**Requirement:**
Take the line containing "Indicate the green stem" and all lines after it to the end of the records, and output them exactly.

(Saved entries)
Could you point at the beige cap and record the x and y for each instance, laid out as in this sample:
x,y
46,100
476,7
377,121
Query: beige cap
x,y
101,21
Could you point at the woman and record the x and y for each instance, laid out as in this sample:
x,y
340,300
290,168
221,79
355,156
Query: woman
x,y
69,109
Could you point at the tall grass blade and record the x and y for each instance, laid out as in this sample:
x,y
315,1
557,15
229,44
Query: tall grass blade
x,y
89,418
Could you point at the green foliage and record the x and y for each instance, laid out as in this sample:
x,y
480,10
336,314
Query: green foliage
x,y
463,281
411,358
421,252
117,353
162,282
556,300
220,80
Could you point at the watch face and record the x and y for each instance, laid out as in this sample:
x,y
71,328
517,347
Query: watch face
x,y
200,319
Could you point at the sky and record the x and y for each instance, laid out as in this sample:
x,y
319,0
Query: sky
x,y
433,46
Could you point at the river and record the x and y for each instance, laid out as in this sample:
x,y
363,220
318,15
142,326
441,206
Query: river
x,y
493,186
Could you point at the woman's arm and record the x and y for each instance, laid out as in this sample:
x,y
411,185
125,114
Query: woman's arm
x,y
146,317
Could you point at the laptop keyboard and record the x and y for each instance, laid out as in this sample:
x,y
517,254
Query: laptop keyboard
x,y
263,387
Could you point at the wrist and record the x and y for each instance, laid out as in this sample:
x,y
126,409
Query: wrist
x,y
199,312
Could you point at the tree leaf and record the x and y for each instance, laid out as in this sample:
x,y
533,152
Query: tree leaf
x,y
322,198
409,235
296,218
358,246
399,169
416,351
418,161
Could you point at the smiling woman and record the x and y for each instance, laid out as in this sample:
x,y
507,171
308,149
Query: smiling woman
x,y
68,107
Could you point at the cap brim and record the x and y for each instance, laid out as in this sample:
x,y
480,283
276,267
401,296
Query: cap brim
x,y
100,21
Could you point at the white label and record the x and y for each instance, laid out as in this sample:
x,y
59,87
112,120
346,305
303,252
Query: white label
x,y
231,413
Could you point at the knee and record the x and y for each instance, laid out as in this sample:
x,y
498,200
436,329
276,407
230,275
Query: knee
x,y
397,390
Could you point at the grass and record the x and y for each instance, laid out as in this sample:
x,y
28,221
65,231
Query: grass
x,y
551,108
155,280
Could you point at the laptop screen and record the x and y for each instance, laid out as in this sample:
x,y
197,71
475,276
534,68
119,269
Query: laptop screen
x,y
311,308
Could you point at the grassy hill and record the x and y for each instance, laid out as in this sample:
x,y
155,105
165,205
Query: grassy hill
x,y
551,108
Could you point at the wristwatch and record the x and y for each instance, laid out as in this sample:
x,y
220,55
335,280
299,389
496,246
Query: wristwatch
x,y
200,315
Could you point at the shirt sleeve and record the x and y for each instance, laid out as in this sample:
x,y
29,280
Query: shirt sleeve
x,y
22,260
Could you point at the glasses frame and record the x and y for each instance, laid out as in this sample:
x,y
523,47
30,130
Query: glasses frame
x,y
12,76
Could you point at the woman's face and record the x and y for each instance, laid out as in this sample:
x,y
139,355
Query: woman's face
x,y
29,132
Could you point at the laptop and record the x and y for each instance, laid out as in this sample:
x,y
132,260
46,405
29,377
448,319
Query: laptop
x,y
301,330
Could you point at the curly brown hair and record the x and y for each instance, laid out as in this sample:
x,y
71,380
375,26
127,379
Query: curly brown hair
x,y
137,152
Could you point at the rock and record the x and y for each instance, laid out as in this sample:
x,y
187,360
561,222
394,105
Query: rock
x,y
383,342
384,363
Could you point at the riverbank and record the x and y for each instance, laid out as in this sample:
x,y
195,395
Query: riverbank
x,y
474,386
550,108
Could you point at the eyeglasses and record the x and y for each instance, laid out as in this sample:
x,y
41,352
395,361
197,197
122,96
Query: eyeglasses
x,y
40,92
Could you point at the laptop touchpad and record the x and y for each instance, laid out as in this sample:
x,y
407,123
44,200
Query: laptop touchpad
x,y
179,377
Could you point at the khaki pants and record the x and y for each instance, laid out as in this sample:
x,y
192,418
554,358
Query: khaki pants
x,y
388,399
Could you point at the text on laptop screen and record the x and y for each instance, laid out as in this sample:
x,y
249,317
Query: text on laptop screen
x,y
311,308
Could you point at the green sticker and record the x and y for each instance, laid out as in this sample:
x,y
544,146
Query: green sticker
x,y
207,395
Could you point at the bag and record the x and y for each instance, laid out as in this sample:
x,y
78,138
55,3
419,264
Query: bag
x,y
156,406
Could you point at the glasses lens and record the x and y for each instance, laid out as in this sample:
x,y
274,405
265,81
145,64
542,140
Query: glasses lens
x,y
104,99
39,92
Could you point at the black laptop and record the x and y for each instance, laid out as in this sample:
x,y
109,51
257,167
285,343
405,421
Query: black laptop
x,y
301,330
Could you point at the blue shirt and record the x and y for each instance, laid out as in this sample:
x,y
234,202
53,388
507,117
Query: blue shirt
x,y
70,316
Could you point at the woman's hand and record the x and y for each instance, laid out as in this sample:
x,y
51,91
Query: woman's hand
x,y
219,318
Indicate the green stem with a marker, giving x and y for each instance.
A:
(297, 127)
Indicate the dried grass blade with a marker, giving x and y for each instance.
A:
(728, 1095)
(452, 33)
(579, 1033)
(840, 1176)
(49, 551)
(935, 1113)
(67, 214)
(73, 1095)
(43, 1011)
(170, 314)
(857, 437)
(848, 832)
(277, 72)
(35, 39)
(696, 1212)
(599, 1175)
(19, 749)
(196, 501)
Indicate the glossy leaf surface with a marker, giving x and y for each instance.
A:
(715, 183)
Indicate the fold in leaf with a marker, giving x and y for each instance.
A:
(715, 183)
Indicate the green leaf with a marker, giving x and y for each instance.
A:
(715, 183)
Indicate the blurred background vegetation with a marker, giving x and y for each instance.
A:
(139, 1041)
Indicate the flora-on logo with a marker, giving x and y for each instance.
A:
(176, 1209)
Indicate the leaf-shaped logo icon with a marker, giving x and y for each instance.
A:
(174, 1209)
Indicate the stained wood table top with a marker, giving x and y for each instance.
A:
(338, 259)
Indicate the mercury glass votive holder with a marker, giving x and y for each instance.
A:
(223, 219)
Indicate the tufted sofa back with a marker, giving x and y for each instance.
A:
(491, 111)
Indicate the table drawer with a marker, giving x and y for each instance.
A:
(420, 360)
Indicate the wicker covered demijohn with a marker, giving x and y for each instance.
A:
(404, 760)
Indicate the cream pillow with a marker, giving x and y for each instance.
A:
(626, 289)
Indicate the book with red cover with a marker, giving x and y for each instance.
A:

**Task answer:**
Indicate the green stem with a marker, giving x and y for each instance.
A:
(297, 127)
Indicate the dried grass blade with a marker, giving x and y for each instance.
A:
(728, 1095)
(452, 33)
(579, 1033)
(840, 1176)
(49, 551)
(935, 1113)
(67, 214)
(73, 1095)
(43, 1011)
(170, 314)
(857, 437)
(848, 832)
(277, 72)
(35, 39)
(696, 1212)
(599, 1175)
(19, 749)
(196, 501)
Indicate the glossy leaf surface with a marker, giving x and y for each instance.
A:
(715, 183)
Indicate the fold in leaf with a marker, giving x and y for each instance.
A:
(715, 183)
Indicate the green leaf with a marker, giving x and y for each instance.
A:
(715, 183)
Indicate the blurred background vegetation with a marker, giving x and y for each instance.
A:
(139, 1041)
Indicate the flora-on logo with a marker, giving x and y for each instance.
A:
(176, 1209)
Indicate the leaf-shaped logo icon with a marker, giving x and y for each instance.
A:
(174, 1209)
Indicate the stained wood table top with a marker, giving x and y for each instance.
A:
(338, 259)
Indicate the mercury glass votive holder with a marker, giving x and y for each instance.
A:
(223, 219)
Indicate the tufted sofa back with a marker, giving x and y for each instance.
A:
(491, 111)
Indicate the table drawer with a marker, giving x and y for each instance.
A:
(420, 360)
Indicate the wicker covered demijohn with a marker, giving x and y for each instance.
A:
(404, 760)
Indicate the cream pillow with a marker, giving x and y for each instance.
A:
(626, 289)
Indicate the book with red cover with a marker, giving x and y for each instance.
A:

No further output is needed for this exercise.